● Text provided
■ ■ ■

DCL is the interactive command interpreter that users encounter on a VMS system, and can also execute scripts. DCL's position in the architecture of VMS is equivalent to that of the Bourne shell in the UNIX system.
Classic computer books written in classic style to high standards about classic procedural languages look and feel similar; that is, they look dignified. This is a dignified book, a revision of a classic that stood almost a decade and has had time to mature in the keg.
Writing Real Programs in DCL takes you in an orderly progression from the elements of DCL to sophisticated scripting for CGI. The style is well-balanced between the needs of the average user and the needs of the programming sophisticate. The presentation is lucid, knowledgeable, and accurate. The transitions between each unit of knowledge are logical and the domain of discourse is well-defined. There is a steady induction of general VMS knowledge into the discussion. The overall range of problems which might reasonably be solved using DCL is explored thoroughly and in case detail.
Coauthor Steve Hoffman, who did most of the writing for the revision, has added new material on CGI, the Year 2000, and security, addressing problems and capabilities that have arisen in the years since the original publication. One of the finest compliments that one can pay the authors of a revised text is that the new material does not obtrude, buts blends smoothly with the original.

■ ■ ■

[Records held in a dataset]

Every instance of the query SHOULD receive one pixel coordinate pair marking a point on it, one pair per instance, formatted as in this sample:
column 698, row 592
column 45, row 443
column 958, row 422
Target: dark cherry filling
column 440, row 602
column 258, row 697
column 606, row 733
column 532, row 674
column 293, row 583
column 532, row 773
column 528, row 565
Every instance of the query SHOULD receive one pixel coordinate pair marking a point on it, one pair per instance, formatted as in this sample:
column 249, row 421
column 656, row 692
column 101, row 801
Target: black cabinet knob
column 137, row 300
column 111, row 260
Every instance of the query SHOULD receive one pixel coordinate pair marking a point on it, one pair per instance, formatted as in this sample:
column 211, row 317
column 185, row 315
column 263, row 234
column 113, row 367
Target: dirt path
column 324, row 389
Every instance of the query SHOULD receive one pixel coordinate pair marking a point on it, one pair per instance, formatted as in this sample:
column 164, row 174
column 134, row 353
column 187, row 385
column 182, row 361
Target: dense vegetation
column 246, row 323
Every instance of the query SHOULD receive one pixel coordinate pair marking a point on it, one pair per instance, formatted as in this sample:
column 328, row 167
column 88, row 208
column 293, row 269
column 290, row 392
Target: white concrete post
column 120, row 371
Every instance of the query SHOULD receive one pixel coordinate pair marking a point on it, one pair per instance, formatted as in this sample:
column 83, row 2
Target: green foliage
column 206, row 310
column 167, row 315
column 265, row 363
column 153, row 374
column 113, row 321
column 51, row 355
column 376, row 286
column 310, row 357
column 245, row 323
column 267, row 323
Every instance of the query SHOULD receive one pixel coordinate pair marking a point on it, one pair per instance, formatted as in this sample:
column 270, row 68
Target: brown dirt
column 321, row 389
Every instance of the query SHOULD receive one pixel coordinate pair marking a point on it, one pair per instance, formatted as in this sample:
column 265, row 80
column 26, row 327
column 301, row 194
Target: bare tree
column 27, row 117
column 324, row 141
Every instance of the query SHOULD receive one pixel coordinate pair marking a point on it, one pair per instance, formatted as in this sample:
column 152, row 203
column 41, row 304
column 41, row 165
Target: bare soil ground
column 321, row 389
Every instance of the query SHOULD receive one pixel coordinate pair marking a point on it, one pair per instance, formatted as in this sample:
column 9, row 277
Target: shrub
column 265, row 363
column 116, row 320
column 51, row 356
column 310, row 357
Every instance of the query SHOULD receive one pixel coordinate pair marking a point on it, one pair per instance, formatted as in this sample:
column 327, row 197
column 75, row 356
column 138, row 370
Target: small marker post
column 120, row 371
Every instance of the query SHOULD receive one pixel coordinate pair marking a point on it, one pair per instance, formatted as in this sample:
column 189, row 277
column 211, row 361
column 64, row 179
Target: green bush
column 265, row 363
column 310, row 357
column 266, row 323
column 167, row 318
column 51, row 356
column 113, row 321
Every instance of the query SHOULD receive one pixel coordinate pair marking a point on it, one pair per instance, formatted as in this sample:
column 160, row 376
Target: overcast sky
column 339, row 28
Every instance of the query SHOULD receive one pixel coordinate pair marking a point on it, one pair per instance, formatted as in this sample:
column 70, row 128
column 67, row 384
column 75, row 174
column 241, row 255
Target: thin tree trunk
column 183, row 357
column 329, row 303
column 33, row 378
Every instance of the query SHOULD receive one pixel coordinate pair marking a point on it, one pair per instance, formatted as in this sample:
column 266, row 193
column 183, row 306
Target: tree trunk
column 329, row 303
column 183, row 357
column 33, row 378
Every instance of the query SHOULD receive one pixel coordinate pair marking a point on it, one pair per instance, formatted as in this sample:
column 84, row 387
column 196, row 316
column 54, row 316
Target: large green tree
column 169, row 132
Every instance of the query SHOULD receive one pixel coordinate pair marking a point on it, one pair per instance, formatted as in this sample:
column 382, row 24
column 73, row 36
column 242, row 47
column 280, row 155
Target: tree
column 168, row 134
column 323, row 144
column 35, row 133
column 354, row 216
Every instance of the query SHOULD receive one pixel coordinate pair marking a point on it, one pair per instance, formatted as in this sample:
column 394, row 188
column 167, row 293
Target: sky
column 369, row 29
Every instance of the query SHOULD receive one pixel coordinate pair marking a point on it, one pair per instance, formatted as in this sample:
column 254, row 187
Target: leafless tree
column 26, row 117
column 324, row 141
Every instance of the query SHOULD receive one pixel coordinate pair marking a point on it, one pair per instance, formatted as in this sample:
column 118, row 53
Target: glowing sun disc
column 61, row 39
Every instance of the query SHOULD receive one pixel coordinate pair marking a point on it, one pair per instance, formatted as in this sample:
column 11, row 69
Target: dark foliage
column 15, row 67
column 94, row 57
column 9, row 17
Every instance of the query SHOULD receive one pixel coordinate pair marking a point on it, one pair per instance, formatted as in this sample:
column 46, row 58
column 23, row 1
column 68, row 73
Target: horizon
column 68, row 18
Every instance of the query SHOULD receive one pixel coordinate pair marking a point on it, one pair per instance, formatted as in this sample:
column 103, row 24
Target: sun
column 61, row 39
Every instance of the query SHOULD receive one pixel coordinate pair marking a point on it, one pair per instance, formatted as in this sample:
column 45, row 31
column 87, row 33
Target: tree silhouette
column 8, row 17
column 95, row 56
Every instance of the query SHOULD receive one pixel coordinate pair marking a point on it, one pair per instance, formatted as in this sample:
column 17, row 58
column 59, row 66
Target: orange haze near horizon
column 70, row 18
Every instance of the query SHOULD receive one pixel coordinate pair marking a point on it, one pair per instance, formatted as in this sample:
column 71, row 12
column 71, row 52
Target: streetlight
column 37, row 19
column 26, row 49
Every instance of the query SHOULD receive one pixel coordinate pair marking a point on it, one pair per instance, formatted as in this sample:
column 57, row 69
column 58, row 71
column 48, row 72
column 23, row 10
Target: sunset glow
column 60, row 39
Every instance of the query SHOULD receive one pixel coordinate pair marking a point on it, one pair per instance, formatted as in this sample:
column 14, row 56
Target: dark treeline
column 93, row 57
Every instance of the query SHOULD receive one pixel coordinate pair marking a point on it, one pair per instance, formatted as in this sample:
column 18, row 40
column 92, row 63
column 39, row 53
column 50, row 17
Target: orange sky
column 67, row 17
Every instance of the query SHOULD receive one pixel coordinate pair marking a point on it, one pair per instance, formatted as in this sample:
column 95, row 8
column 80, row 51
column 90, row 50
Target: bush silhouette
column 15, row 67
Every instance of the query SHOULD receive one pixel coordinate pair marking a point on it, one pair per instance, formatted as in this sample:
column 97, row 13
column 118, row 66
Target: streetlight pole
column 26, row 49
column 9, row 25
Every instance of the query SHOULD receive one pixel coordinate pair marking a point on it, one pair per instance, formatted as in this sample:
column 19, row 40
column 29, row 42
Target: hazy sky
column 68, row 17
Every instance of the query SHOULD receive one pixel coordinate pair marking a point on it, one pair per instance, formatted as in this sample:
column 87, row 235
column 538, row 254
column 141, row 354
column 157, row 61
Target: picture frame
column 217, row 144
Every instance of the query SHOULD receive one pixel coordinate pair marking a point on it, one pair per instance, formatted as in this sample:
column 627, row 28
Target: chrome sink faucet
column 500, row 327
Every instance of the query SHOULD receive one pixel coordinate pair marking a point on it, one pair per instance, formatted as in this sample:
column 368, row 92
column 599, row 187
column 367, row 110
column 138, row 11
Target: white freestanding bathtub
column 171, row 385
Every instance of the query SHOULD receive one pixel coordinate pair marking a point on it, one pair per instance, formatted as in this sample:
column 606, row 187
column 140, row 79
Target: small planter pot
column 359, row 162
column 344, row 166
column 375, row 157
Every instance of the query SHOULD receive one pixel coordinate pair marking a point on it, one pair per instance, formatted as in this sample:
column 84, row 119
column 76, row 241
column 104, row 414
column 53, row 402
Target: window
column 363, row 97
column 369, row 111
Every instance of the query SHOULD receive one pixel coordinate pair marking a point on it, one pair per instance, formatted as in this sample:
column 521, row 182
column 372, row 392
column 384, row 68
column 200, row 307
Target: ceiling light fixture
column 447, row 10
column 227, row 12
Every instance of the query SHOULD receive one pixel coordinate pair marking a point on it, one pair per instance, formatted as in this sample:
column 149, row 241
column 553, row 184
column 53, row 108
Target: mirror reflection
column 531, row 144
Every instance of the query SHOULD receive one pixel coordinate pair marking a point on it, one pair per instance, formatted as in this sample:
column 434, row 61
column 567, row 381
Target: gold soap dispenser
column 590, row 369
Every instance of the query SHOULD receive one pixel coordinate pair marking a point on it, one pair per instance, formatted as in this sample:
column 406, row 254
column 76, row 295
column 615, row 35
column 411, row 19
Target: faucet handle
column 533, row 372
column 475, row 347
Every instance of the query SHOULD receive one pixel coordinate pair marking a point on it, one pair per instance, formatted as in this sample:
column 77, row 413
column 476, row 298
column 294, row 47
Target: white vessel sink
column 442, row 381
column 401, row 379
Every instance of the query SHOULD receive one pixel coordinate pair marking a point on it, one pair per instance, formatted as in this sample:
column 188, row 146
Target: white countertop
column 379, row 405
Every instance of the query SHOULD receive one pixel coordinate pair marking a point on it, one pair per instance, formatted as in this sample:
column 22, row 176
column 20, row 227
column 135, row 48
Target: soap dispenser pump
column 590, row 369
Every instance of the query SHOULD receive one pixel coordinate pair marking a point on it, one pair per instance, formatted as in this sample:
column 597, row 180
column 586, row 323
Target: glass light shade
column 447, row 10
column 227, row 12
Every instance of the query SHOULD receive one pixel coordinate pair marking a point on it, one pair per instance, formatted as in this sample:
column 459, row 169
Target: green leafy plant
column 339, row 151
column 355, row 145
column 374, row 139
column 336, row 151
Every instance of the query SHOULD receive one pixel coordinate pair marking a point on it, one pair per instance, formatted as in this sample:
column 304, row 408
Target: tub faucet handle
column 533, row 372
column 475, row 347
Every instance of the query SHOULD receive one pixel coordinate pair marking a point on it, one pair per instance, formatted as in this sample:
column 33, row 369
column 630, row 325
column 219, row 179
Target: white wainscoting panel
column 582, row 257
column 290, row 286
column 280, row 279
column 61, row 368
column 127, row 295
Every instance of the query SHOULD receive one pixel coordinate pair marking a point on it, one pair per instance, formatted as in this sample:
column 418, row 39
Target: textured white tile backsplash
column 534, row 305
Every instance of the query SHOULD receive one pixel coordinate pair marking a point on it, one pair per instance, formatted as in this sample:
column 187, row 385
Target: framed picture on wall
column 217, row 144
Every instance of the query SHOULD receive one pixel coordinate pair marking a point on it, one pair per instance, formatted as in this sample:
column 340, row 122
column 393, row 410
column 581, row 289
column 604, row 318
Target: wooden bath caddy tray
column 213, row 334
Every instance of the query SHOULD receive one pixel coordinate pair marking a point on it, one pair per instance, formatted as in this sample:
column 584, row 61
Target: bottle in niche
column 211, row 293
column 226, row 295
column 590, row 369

■ ■ ■

● Tasks for this exercise
[a] Reproduce the part of the DCL book review starting at "Writing Real Programs" and ending at "in case detail.", word for word.
[b] Carry the DCL book review forward by writing the part that follows its final sentence.

● Answers below
[a]
Writing Real Programs in DCL takes you in an orderly progression from the elements of DCL to sophisticated scripting for CGI. The style is well-balanced between the needs of the average user and the needs of the programming sophisticate. The presentation is lucid, knowledgeable, and accurate. The transitions between each unit of knowledge are logical and the domain of discourse is well-defined. There is a steady induction of general VMS knowledge into the discussion. The overall range of problems which might reasonably be solved using DCL is explored thoroughly and in case detail.

[b]
Typographically, using little "stickpin" icons to indicate a link between one unit and another serves to emphasize how the Web has transformed our underlying expectations of the way educational material is presented. This book is set in LaTex by the authors, and like many other similarly constructed texts, will make a splendid archival web document when all the modalities of property right protection have been solved in the publishing industry.
Though targeted at open VMS, all of the examples I tried ran also under VMS 5.2 on a MicroVAX.
If learning DCL quickly and in textbook fashion is what you need, this book will get you there. Keep Writing Real Programs in DCL on your shelf and expect few changes in DCL, a mature technology. "Writing Real Programs in DCL" is a polished book about a polished technology, and it's 100 percent free of horsefeathers.